++++ Text extract

The Big Energy Spots

These are the places that define a summer Friday. You go for one, you stay for five—just beware of the lines!
Vibe: chaotic in the best way. Feels like Boston trying on a bigger city personality.

Water + Breeze

Boston’s cheat code. Add water, and everything feels like a better idea.
Vibe: slower, better conversations, accidentally watch the sunset.

Pop-Ups + City Experiments

This is where Boston feels like it’s still figuring itself out—in a good way.
Vibe: More laid back, evolving, very Boston.

  • Uncommon Corner (Harpoon x Emerson) — Live music, food, and rotating acts right in the Common—giving the city a stage it actually needed.

  • Democracy Brewing City Hall Plaza — A reminder that even Boston’s concrete fortress can loosen up—using beer, events, and public space to pull people into something closer to real civic life.

Breweries That Spill Outside

More grounded, more repeatable. These become your go-to spots.
Vibe: neighborhood regular energy. You come back here.

  • Castle Island (Southie) — beers, bardo’s south shore pickle pizza, dogs, no friction

  • Dorchester Brewing (rooftop) — big, open, a little more polished, weird art, proudly gay-owned

  • Notch Brighton / Speedway — low-key pints in a reclaimed industrial yard

The Throughline

Even now, Boston still has moments where it tightens back up—rules, complaints, the occasional resistance to its own growth.

But for a few months every year, it loosens its grip just enough.

And when it does, you remember: this city is actually pretty great at this.

++++++++
++++ Information shown

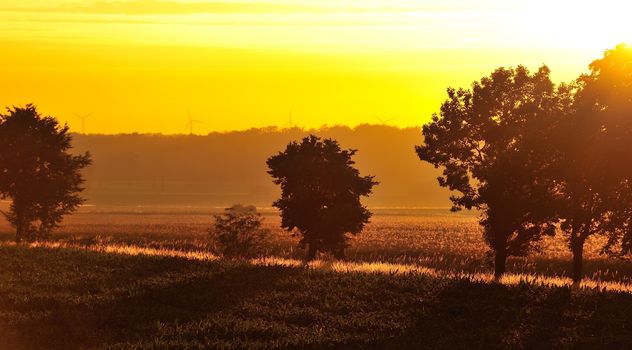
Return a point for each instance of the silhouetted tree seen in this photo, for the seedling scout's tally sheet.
(39, 176)
(238, 231)
(595, 168)
(491, 143)
(320, 194)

++++++++

→ **To do**:
A – In the Boston summer guide, reproduce the text between "Vibe: More laid" and "your go-to spots.", inclusive.
B – According to the Boston summer guide, why is water described as Boston's cheat code? Answer in one to three sentences.

→ **Solutions to the problems**:
A –
Vibe: More laid back, evolving, very Boston.

  • Uncommon Corner (Harpoon x Emerson) — Live music, food, and rotating acts right in the Common—giving the city a stage it actually needed.

  • Democracy Brewing City Hall Plaza — A reminder that even Boston’s concrete fortress can loosen up—using beer, events, and public space to pull people into something closer to real civic life.

Breweries That Spill Outside

More grounded, more repeatable. These become your go-to spots.

B – Water is Boston's cheat code because adding it makes everything feel like a better idea.